Copy the records below word for word, leaving out the pictures.

____ Data for the task

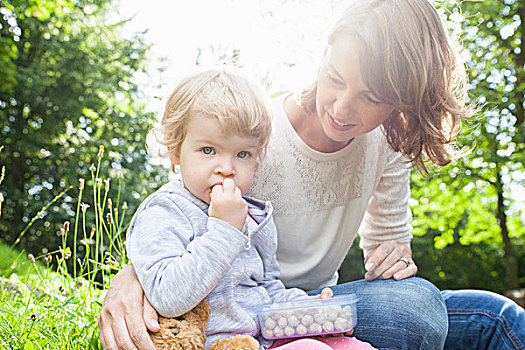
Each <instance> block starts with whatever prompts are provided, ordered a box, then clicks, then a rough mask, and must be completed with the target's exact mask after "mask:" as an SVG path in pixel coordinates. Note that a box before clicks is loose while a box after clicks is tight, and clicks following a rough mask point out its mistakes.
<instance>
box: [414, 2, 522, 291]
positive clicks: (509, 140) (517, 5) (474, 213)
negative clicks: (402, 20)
mask: <svg viewBox="0 0 525 350" xmlns="http://www.w3.org/2000/svg"><path fill="white" fill-rule="evenodd" d="M524 6H525V5H524V4H523V1H517V0H505V1H503V2H493V1H482V2H479V1H477V2H463V3H462V9H460V8H459V7H457V6H454V7H452V8H451V10H450V11H445V13H446V14H448V17H449V19H450V20H452V21H455V22H456V23H458V24H459V25H460V26H461V28H463V33H461V38H462V39H463V46H464V47H465V49H466V50H465V51H464V52H463V56H464V57H465V58H466V61H467V66H468V68H469V73H470V87H469V95H470V96H471V100H472V101H475V102H476V103H478V104H479V106H480V115H479V116H478V119H477V120H476V121H475V122H476V127H475V129H468V128H467V129H466V130H465V132H464V133H463V136H462V139H461V140H460V143H462V144H465V145H469V146H470V147H471V152H470V153H467V154H465V155H464V156H463V157H461V158H460V159H459V160H458V161H457V162H456V163H454V164H451V165H449V166H447V167H445V168H443V169H442V170H440V171H439V172H436V174H434V175H435V176H432V177H430V178H428V179H425V180H423V181H422V180H421V178H420V176H419V175H417V174H416V175H414V176H413V178H412V182H413V186H412V188H413V193H412V195H413V197H414V199H415V205H414V206H413V209H414V217H415V224H416V225H415V227H416V231H415V233H416V234H419V235H422V234H425V233H426V232H427V231H432V232H434V233H437V234H436V235H435V240H434V242H435V245H436V247H437V248H440V249H443V248H444V247H446V246H447V245H449V244H455V243H456V244H457V243H460V244H462V245H471V244H473V245H476V244H489V245H492V246H493V244H494V243H497V244H498V245H499V246H500V247H501V248H502V253H503V254H502V255H503V256H504V260H505V270H506V273H507V276H506V277H507V278H506V281H507V282H506V285H507V286H506V287H507V288H510V289H514V288H518V287H519V286H520V277H519V276H520V275H521V276H523V274H524V273H525V271H521V272H520V271H519V268H518V266H519V264H518V259H519V258H520V256H523V255H524V254H523V250H524V245H523V238H524V235H525V229H524V227H523V221H522V219H521V215H522V213H521V212H520V210H517V209H516V208H513V206H512V203H513V201H514V198H513V196H512V193H511V186H512V185H516V186H520V185H521V186H522V185H523V180H520V178H522V177H523V173H524V171H525V169H524V161H525V147H524V146H525V143H524V140H525V128H524V91H525V74H524V63H525V41H524V37H525V36H524V33H525V28H524V27H523V25H522V23H523V21H524V20H525V7H524ZM520 181H521V182H520ZM516 248H518V252H516ZM465 268H467V269H470V268H471V267H470V266H466V267H465Z"/></svg>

________

◆ Written solution:
Each <instance> block starts with whatever prompts are provided, ordered a box, then clicks, then a rough mask, and must be completed with the target's exact mask after "mask:" as an SVG path in pixel coordinates. Note that a box before clicks is loose while a box after clicks is tight, and clicks following a rough mask point out its mistakes.
<instance>
box: [414, 2, 522, 291]
positive clicks: (509, 140) (517, 5) (474, 213)
negative clicks: (402, 20)
mask: <svg viewBox="0 0 525 350" xmlns="http://www.w3.org/2000/svg"><path fill="white" fill-rule="evenodd" d="M524 6H525V5H524V4H523V1H517V0H505V1H503V2H493V1H482V2H479V1H477V2H463V3H462V9H460V8H459V7H457V6H454V7H452V8H451V10H450V11H445V13H446V14H448V17H449V19H450V20H452V21H455V22H456V23H458V24H459V25H460V26H461V28H463V33H461V38H462V39H463V46H464V47H465V49H466V50H465V51H464V52H463V56H464V57H465V58H466V61H467V66H468V68H469V73H470V87H469V95H470V96H471V100H472V101H475V102H476V103H478V104H479V106H480V115H479V116H478V119H477V120H476V121H475V122H476V127H475V129H468V128H467V129H466V130H465V132H464V133H463V136H462V139H461V140H460V143H462V144H465V145H469V146H470V147H471V152H470V153H467V154H465V155H464V156H463V157H461V158H460V159H459V160H458V161H457V162H456V163H454V164H451V165H449V166H447V167H445V168H443V169H442V170H440V171H439V172H436V174H434V175H435V176H432V177H430V178H428V179H425V180H423V181H422V180H421V178H420V176H419V175H417V174H416V175H414V176H413V178H412V182H413V186H412V188H413V193H412V195H413V197H414V199H415V205H414V206H413V209H414V217H415V224H416V225H415V227H416V231H415V233H416V234H419V235H422V234H425V233H426V232H427V231H432V232H434V233H437V234H436V235H435V240H434V242H435V245H436V247H437V248H440V249H443V248H444V247H446V246H447V245H449V244H455V243H456V244H457V243H460V244H462V245H471V244H473V245H476V244H489V245H492V246H493V244H494V243H497V244H498V245H499V246H500V247H501V248H502V253H503V254H502V255H503V256H504V260H505V270H506V273H507V276H506V277H507V278H506V281H507V282H506V285H507V286H506V287H507V288H510V289H514V288H518V287H519V286H520V277H519V276H520V275H521V276H523V274H524V273H525V271H521V272H520V271H519V268H518V266H519V264H518V259H519V258H520V256H523V255H524V254H523V250H524V245H523V238H524V235H525V229H524V227H523V221H522V219H521V215H522V213H521V212H520V210H517V209H516V208H513V206H512V203H513V201H514V198H513V196H512V193H511V186H512V185H516V186H520V185H521V186H522V185H523V180H520V178H522V177H523V173H524V171H525V169H524V161H525V147H524V146H525V143H524V140H525V128H524V91H525V74H524V63H525V41H524V37H525V36H524V33H525V28H524V27H523V25H522V23H523V21H524V20H525V7H524ZM520 181H521V182H520ZM516 248H518V252H516ZM465 268H467V269H470V268H471V267H470V266H466V267H465Z"/></svg>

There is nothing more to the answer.